Available data START

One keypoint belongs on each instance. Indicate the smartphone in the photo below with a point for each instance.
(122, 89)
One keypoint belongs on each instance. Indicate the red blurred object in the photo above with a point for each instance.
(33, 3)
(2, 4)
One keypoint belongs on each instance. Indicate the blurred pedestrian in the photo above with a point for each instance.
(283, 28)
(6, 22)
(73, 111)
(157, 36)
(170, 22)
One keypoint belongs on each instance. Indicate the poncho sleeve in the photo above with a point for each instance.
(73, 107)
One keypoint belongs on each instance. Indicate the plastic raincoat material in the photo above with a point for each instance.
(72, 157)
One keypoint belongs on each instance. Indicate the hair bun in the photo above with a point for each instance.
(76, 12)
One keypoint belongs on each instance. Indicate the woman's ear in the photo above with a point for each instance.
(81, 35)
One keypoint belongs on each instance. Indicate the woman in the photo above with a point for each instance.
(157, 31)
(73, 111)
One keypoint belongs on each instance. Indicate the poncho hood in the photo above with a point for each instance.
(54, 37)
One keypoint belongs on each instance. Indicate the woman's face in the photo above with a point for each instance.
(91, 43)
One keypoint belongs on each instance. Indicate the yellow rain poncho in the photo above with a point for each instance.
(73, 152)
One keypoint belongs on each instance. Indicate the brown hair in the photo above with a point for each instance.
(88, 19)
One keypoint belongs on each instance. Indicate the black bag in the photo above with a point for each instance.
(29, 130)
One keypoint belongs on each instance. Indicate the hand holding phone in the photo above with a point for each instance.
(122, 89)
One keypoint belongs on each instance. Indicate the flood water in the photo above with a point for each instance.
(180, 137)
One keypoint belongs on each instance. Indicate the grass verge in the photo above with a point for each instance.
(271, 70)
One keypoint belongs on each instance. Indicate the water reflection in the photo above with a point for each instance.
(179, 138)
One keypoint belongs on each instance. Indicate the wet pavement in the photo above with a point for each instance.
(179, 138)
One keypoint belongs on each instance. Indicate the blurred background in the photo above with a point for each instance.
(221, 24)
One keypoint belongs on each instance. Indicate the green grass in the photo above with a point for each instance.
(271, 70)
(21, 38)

Available data END

Task statement:
Write the entries out once more, exactly as they appear.

Solution to this problem:
One keypoint belongs on each instance. Indicate the smartphone in the photo below with a point for each instance.
(122, 89)
One keypoint belongs on each instance. Indicate the red blurred object in the photo above with a point for each instance.
(33, 3)
(2, 4)
One keypoint belongs on each instance. Indicate the blurred pedestrian in the photo above with a point for each instance.
(283, 28)
(6, 22)
(73, 111)
(157, 36)
(170, 22)
One keypoint belongs on each instance. Indicate the poncho sleeve in the photo above with a point for each instance.
(73, 107)
One keypoint belongs on each instance. Indicate the plastic raincoat material in the photo above with a point for each instance.
(72, 157)
One keypoint belongs on each instance. Indicate the hair bun in the photo above with a point for each instance.
(76, 12)
One keypoint belongs on each instance. Indicate the woman's ear in the photo above with a point for each instance.
(81, 35)
One keypoint belongs on each instance. Indicate the woman in the photo above with a point for each instance.
(157, 31)
(73, 111)
One keypoint belongs on each instance. Indicate the poncho hood in the photo above with a point for each instance.
(54, 37)
One keypoint belongs on each instance. Indicate the woman's face in the photo above with a point for each instance.
(91, 43)
One keypoint belongs on each instance. Indicate the yellow rain poncho in the photo above with a point for each instance.
(73, 152)
One keypoint belongs on each instance. Indicate the brown hair in the photo above with a point for each instance.
(88, 19)
One keypoint belongs on each instance. Indicate the black bag in the photo above with a point for each instance.
(29, 130)
One keypoint belongs on each instance. Indicate the hand holding phone in the photo above with a point for each instance.
(122, 89)
One keypoint belongs on each instance. Indicate the flood water in the photo above with a point for each instance.
(180, 137)
One keypoint belongs on each instance. Indicate the grass verge in the photo above with a point for each instance.
(271, 70)
One keypoint belongs on each instance. Indicate the water reflection in the photo above with a point for each instance.
(179, 138)
One keypoint belongs on each instance. Indicate the wet pavement in the photo above with a point for each instance.
(179, 138)
One keypoint belongs on each instance. Indicate the blurred background in the photo above with a point for each instance.
(221, 24)
One keypoint belongs on each instance. Indicate the green grass in the photo above with a point for each instance.
(271, 70)
(21, 38)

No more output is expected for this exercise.